What is needed> Pick out every line below that contains the word "utility", with matching case, and copy each of those lines.

Available records>
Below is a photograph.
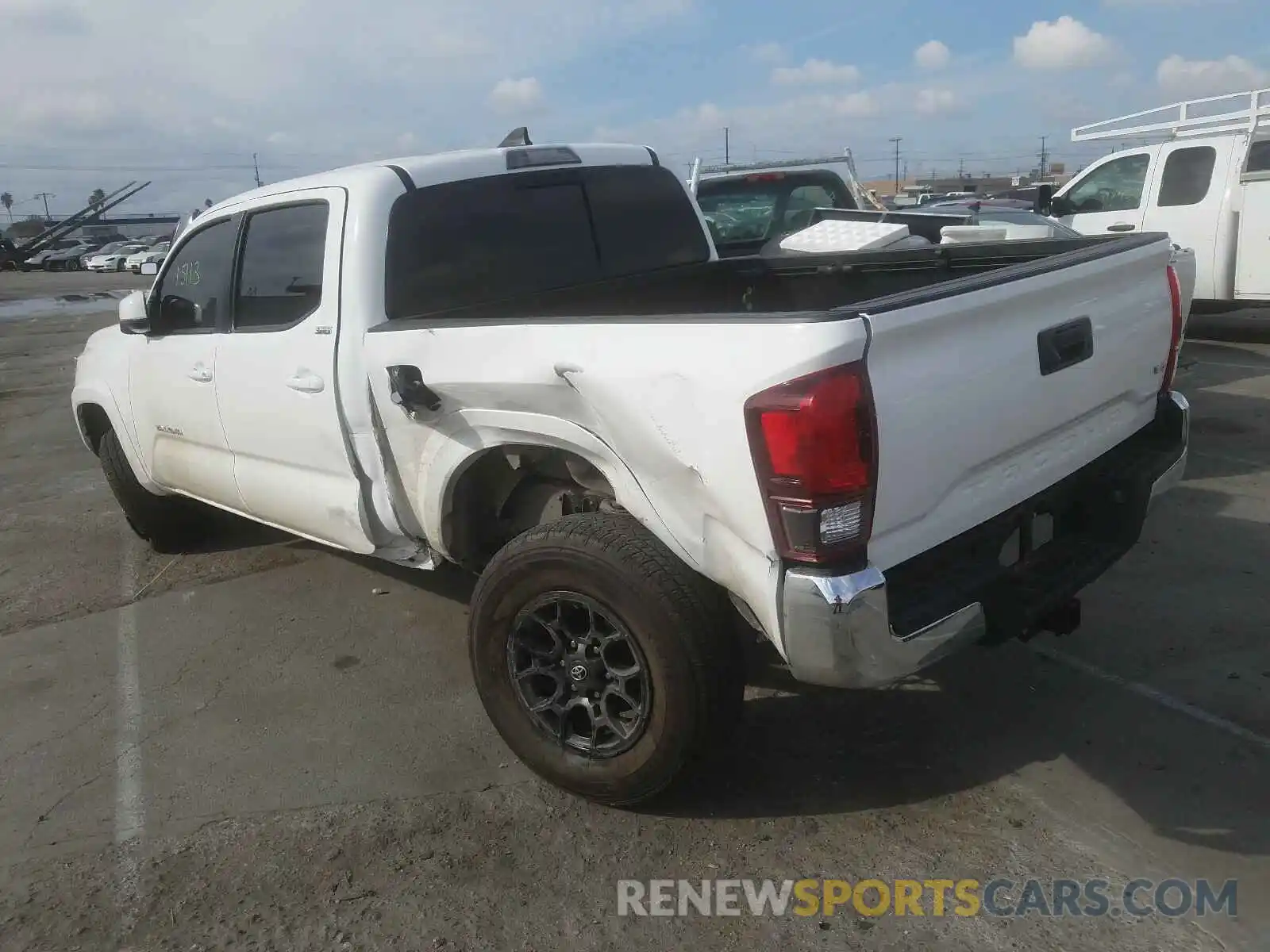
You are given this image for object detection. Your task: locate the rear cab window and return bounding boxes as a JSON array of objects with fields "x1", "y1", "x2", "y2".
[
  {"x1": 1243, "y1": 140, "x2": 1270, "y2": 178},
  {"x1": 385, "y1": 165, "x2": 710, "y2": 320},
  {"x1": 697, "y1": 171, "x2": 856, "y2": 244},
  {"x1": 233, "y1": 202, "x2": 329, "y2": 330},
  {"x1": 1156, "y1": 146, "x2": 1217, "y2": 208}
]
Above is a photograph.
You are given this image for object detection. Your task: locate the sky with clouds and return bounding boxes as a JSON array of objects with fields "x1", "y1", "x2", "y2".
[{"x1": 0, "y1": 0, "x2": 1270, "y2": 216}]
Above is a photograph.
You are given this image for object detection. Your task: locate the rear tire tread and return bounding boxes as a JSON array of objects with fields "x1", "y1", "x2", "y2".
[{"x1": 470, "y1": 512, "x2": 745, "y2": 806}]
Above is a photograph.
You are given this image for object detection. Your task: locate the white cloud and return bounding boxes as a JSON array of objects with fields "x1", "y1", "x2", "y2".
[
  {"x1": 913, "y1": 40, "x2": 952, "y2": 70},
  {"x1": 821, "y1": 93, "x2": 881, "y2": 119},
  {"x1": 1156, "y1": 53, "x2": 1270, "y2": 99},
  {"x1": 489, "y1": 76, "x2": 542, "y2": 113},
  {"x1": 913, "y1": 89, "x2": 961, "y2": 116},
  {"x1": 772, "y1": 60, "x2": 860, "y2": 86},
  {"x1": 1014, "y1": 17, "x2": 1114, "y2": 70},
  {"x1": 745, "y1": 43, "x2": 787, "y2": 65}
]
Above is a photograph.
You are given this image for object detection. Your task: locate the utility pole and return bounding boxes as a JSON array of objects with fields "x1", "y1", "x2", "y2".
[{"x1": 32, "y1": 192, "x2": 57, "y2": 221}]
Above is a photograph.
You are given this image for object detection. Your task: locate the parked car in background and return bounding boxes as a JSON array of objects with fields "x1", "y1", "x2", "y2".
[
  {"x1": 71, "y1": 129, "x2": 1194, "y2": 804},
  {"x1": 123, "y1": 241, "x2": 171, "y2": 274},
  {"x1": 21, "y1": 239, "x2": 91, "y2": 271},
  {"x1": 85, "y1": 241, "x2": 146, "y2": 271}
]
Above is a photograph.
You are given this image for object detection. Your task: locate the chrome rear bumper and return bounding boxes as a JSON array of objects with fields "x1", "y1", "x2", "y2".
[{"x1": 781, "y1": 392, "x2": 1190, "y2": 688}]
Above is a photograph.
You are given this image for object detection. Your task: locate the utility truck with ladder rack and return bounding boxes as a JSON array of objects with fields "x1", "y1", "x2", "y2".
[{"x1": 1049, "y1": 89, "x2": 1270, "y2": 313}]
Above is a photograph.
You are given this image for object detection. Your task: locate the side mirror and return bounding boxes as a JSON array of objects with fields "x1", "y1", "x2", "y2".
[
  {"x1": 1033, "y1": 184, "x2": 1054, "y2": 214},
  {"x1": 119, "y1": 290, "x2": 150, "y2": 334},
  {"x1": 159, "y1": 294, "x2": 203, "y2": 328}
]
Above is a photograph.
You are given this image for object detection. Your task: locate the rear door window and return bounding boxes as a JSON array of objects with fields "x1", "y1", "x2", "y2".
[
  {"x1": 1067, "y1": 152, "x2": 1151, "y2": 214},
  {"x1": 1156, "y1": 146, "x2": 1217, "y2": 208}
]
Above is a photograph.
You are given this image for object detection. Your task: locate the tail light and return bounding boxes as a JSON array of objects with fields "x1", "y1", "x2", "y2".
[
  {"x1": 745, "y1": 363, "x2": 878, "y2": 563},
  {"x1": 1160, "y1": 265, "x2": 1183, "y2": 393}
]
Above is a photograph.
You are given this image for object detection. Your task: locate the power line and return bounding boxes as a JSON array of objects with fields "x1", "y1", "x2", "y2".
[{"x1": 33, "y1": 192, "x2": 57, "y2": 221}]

Response to this task>
You are given this image for object detection. Your task: locate the utility pole and return bounding boxes as a JSON array of objects with fields "x1", "y1", "x2", "y2".
You are given this image for object detection. Your task: locate the utility truck with ladder rack and return bounding boxes as a JSON array of objects with fields "x1", "y1", "x2", "y2".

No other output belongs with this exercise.